» Text to read:
## START

ProficientNowTechRFCs

4. System Components

RFC-DEPLOY-0001                                              Section 4
Category: Standards Track                          System Components

4. System Components

← Previous: Architecture | Index | Next: Orchestration Mechanics →


This section defines the system building blocks: what each component does, what it is responsible for, and where its authority ends. Component interaction patterns and failure scenarios are also specified.


4.1 Component Taxonomy

The deployment orchestration system comprises seven primary components:

ComponentLayerPrimary Responsibility
Bootstrap ControllerBootstrapDay 0-1 cluster setup and primitive install
Argo Workflows OrchestratorOrchestrationDAG execution and health-gated progression
ArgoCD Application ControllerDeploymentApplication sync and drift correction
Containerized ExecutorAllUnified interface for deploy/validate/teardown
Argo Events SystemOrchestrationEvent-driven workflow triggers
Kargo Promotion ControllerPromotionEnvironment-to-environment progression
Health Propagation SystemDeploymentCustom health checks and status aggregation

Each component has:

  • defined responsibilities,
  • explicit interfaces,
  • clear authority boundaries,
  • and documented failure modes.

4.2 Bootstrap Controller

Responsibility

The bootstrap controller establishes the foundation for GitOps-managed deployment by installing orchestration primitives that do not yet exist.

## END

» Data section:
## START

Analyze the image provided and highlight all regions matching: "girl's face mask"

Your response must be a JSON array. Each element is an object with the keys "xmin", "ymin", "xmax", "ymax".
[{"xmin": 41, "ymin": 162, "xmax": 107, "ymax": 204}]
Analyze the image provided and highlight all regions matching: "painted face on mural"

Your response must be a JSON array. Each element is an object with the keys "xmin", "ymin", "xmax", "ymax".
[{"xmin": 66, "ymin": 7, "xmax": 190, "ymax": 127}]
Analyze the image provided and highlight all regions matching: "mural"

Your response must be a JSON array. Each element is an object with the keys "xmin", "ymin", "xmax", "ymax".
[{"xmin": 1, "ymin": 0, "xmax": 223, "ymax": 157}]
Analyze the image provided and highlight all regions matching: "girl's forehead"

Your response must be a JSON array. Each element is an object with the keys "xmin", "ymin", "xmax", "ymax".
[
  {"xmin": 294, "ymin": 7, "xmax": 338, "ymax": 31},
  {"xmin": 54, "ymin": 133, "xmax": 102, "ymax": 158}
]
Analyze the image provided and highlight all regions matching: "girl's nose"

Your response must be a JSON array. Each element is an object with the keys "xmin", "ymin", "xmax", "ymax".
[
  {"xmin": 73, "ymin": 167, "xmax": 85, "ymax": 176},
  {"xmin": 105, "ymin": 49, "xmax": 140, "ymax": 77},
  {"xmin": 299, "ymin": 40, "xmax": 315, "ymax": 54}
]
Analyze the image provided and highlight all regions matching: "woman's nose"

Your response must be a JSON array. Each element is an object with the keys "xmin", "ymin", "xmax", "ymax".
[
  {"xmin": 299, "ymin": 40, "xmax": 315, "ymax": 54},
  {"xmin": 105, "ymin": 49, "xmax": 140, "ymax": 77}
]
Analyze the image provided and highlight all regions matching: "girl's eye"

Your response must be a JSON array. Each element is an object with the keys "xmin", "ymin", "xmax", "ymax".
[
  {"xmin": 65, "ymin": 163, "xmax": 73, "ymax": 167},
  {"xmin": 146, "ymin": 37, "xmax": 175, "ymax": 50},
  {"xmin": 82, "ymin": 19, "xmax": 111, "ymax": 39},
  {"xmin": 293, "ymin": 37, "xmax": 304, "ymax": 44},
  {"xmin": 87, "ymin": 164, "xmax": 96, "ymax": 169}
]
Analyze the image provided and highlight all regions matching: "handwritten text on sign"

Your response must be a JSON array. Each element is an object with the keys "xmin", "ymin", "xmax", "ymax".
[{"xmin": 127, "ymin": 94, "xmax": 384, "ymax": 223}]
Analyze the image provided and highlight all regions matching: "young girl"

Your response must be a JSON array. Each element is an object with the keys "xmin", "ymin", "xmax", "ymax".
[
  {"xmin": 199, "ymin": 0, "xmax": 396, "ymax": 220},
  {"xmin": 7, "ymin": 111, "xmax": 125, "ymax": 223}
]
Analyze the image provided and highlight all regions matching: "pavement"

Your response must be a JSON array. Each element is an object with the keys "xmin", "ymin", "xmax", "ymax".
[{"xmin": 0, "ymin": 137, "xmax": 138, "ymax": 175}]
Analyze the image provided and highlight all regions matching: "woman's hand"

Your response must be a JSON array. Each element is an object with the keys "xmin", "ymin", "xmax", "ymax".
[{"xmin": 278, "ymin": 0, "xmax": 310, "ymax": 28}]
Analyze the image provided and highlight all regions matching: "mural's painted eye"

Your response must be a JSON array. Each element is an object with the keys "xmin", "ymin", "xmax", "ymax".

## END

» Set exercise 1: In the system components text, how would you shorten the paragraph beginning "This section defines the system building blocks" while keeping its main facts?
» Set exercise 2: In the system components text, how many primary components make up the deployment orchestration system?

» Correct result 1: The section defines each system building block's function, responsibilities, and limits of authority, and it specifies how the components interact and how they can fail.

» Correct result 2: Seven.